C'est l'argument très pointu d'un commissaire d'exposition, David Campany, qui sert de référence initiale à l'exposition "DUST — Histoires de poussière, d’après Man Ray et Marcel Duchamp " visible actuellement au BAL à Paris. Cet indice précurseur porte le nom d' "Élevage de poussière". En 1920, Man Ray rend visite à son ami Marcel Duchamp dans son atelier new-yorkais. Là, il voit une plaque de verre posée à plat, recouverte d’une épaisse couche de poussière. Duchamp a volontairement laissé cette poussière s’accumuler durant des mois. C’est l’un des stades d’élaboration de ce qui deviendra sa plus grande œuvre en techniques mixtes : "La Mariée mise à nu par ses célibataires, même" également connue sous le nom de "Grand Verre" (1915-1923). La pellicule de poussière représente l’épaisseur du temps. Il faudra que ce temps donne une perspective à cet objet avant que, dans les années 1960 et 1970, les artistes conceptuels y voient une préfiguration de leurs réflexions. Élevage de poussière sera considéré comme annonçant le travail des artistes associés à l’Art brut, à Fluxus et à l’Arte povera. L’image est revendiquée par tous ces mouvements mais ne peut être accaparée par aucun d'eux.

● CONSIGNE
D'après l'extrait sur « Élevage de poussière », que représente la pellicule de poussière ? Les lignes constituent un matériau distinct de l'extrait.

● MATÉRIEL FOURNI

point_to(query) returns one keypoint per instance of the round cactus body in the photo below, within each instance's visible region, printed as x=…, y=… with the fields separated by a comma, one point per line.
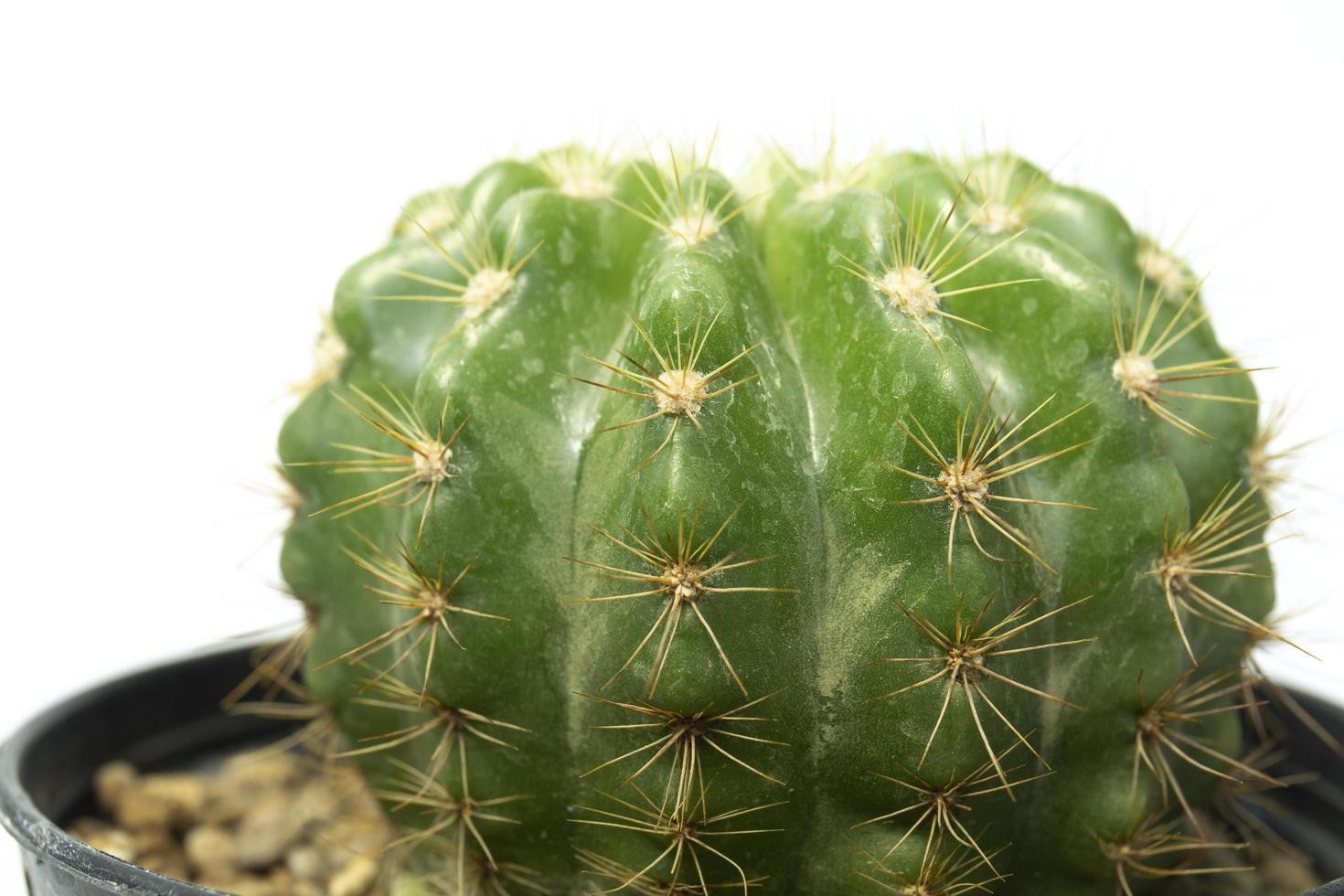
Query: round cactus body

● RÉPONSE FINALE
L'épaisseur du temps.